> Task requirements:
Would you please set down the lines of the data from the one containing "# point at: overcast" to the final line, exactly and only those?

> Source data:
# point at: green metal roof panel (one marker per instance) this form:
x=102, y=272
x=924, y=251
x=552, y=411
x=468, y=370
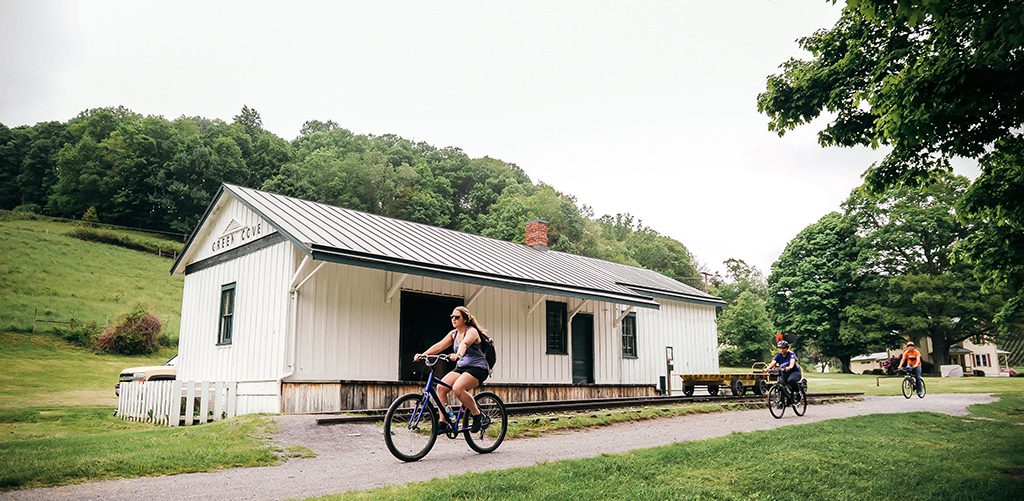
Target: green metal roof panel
x=354, y=236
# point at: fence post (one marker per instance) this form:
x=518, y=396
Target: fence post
x=175, y=402
x=231, y=390
x=218, y=400
x=189, y=403
x=204, y=402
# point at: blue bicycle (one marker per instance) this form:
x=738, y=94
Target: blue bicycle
x=411, y=424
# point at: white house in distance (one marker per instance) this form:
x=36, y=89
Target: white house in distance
x=316, y=308
x=984, y=357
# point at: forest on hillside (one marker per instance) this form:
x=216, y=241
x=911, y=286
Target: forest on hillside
x=117, y=166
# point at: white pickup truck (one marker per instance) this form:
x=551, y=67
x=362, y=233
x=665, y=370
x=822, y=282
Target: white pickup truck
x=166, y=372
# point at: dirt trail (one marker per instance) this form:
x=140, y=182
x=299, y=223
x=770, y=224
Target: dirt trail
x=353, y=456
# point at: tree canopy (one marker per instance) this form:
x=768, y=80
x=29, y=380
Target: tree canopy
x=929, y=81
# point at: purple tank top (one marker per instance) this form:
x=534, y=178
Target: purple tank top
x=474, y=356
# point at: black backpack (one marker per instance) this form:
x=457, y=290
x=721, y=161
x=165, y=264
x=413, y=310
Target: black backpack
x=487, y=345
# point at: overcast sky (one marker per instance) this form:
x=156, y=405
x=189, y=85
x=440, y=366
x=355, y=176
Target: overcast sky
x=640, y=107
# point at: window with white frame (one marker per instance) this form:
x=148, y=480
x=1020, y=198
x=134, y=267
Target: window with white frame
x=630, y=336
x=225, y=329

> Exercise result:
# point at: overcast sky (one marker per instance) this form:
x=156, y=405
x=189, y=85
x=440, y=366
x=355, y=176
Target: overcast sky
x=640, y=107
# point at: window with white frame (one marker per instance) this form:
x=148, y=480
x=1020, y=198
x=134, y=267
Target: window with white frame
x=630, y=336
x=225, y=329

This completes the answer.